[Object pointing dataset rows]
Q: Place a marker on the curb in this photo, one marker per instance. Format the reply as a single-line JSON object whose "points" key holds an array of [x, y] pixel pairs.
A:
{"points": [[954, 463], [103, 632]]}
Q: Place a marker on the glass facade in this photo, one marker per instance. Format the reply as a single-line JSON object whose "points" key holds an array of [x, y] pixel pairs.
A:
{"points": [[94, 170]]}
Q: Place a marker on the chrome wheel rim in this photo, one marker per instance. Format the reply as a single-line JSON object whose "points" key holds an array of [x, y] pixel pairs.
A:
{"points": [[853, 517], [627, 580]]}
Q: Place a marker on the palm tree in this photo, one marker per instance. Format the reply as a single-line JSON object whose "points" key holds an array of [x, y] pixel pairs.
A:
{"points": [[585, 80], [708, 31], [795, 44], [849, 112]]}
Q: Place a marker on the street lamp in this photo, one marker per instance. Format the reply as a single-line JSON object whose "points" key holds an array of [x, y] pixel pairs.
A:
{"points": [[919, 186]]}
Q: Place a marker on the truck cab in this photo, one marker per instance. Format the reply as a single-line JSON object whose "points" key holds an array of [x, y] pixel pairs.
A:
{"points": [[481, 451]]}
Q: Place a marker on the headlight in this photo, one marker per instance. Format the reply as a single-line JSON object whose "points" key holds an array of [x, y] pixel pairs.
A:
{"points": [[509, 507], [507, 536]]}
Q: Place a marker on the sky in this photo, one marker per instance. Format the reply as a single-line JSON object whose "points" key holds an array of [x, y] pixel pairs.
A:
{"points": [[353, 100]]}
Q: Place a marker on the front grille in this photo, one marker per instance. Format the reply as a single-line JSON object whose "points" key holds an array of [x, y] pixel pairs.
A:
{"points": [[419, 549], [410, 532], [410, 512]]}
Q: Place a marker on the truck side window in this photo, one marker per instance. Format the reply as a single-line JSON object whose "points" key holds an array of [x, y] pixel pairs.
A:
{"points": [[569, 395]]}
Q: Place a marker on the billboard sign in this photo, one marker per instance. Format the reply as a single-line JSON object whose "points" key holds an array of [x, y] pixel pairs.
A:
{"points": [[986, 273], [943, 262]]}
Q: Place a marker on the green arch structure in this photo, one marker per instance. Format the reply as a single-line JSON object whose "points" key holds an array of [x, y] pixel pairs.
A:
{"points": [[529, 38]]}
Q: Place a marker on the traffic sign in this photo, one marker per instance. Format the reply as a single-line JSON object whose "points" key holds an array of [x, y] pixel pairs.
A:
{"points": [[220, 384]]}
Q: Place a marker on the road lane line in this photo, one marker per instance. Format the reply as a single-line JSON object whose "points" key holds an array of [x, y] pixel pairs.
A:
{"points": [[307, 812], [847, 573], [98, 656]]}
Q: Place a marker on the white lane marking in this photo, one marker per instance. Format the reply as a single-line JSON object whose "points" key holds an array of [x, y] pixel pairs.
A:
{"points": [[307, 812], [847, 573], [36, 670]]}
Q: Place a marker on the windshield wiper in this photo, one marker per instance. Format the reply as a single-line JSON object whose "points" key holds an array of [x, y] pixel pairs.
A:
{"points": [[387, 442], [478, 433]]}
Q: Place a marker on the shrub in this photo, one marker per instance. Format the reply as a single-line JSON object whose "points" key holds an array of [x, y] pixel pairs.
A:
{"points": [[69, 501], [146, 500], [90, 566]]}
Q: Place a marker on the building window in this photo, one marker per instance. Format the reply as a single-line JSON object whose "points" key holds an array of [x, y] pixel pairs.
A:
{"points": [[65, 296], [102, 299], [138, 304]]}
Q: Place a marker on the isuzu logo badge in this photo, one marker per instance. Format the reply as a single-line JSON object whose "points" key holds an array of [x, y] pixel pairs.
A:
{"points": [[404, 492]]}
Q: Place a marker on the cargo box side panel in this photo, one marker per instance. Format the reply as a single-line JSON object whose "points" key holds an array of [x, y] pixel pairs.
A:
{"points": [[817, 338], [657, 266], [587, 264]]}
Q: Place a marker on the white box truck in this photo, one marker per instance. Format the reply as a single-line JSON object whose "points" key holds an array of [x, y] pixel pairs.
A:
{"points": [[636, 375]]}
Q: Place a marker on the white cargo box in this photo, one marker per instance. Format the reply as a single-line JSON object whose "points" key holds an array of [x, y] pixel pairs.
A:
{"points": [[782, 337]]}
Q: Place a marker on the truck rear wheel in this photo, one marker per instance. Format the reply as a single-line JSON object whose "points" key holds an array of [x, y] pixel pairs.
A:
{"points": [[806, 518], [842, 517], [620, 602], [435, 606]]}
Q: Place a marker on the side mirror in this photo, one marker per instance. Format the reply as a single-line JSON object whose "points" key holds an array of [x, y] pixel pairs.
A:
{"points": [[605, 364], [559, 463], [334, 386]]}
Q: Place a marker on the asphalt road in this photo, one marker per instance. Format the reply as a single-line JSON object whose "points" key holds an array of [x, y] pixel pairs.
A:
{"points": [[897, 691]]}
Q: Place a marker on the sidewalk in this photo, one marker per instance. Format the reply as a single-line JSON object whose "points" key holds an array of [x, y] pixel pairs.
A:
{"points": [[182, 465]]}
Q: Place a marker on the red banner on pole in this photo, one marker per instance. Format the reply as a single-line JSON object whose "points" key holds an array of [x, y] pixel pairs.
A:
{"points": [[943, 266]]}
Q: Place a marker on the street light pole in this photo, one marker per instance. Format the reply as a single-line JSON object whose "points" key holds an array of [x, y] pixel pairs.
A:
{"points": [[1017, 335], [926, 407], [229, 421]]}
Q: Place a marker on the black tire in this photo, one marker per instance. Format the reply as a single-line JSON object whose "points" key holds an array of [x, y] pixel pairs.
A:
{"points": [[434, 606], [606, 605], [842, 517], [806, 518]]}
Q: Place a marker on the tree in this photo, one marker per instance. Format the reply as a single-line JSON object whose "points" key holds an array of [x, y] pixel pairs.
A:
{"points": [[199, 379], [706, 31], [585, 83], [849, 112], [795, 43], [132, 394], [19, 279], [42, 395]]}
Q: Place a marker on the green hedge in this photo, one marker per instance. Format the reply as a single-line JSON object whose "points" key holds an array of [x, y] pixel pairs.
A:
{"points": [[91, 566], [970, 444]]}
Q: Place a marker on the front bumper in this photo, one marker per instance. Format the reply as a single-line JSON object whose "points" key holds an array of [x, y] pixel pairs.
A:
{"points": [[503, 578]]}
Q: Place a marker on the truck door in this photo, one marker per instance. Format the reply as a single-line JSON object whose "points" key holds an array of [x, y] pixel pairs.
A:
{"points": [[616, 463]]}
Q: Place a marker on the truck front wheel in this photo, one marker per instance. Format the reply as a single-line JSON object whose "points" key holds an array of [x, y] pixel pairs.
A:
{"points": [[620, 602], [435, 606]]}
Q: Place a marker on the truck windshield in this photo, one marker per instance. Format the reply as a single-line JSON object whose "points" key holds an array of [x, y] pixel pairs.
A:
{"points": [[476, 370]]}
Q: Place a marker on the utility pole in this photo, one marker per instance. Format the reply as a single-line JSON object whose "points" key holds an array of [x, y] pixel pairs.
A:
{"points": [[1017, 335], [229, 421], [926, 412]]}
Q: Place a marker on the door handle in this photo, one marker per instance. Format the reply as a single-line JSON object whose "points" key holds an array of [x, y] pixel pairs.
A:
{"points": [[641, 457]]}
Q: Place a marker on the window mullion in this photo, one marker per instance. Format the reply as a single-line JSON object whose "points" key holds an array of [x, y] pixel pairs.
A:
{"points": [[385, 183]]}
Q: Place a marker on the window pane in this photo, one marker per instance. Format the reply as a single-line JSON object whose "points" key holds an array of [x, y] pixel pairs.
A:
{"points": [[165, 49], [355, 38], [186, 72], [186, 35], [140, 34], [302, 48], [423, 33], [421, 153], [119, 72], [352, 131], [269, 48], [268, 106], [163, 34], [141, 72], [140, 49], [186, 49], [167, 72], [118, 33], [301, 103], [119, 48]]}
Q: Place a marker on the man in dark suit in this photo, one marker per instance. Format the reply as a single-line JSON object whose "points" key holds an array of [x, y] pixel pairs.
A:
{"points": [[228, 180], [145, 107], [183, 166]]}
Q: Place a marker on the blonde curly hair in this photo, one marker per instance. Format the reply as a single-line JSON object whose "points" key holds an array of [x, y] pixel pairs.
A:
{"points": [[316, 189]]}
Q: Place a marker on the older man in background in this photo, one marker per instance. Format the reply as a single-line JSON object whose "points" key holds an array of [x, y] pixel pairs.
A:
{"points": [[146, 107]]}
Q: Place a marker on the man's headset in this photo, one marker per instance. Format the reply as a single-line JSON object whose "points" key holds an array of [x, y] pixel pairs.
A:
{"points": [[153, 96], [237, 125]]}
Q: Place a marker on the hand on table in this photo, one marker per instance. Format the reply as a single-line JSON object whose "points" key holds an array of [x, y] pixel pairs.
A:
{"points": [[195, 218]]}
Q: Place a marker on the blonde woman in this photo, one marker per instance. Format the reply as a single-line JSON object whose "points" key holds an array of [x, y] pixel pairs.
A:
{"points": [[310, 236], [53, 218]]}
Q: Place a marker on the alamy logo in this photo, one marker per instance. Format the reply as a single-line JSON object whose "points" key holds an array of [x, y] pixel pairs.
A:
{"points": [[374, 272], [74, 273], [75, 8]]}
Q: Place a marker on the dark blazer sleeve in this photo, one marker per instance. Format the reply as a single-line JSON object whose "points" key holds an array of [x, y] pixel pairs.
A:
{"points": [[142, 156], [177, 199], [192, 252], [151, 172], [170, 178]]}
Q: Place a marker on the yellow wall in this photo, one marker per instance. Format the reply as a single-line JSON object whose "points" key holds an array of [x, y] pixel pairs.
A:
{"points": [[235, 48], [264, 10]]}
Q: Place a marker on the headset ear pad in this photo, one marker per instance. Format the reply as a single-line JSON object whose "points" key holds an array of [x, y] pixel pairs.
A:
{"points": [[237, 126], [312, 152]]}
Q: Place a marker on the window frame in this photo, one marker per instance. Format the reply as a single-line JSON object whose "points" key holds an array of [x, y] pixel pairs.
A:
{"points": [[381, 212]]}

Task statement |
Using the records above, please retype only the run of lines from the line holding "Q: Place a marker on the alamy" through the last line, both ends included.

Written answer |
Q: Place a marker on the alamy logo in this photo, one marker per instance. Format the reply as a single-line JSON object whose "points" key holds an array of [x, y] pixel pairs.
A:
{"points": [[374, 272], [74, 273], [75, 8]]}
Q: Place a marker on the dark blazer sleeve in this photo, one marker per instance. Format the reply as a single-line JSON object whose "points" key holds an array of [x, y] pixel pairs.
A:
{"points": [[142, 156], [177, 199], [192, 252], [151, 172], [170, 178]]}
Q: Place a marker on the yellow wall in this photo, one marker per instance. Format the reply as a single-line JSON object whose "points" key holds an array of [x, y] pixel pairs.
A:
{"points": [[235, 48], [264, 10]]}
Q: Place a marker on the headset ear pad in this photo, one marker per instance. Format the reply as a single-line JSON object whose "points" key holds an array of [x, y] pixel pairs.
A:
{"points": [[237, 126], [312, 152]]}
Q: Place a marker on the window frame in this photo, one marker per instance. Format the reply as a single-line JSON object whose "points" key holds an array of [x, y] pixel pairs.
A:
{"points": [[381, 212]]}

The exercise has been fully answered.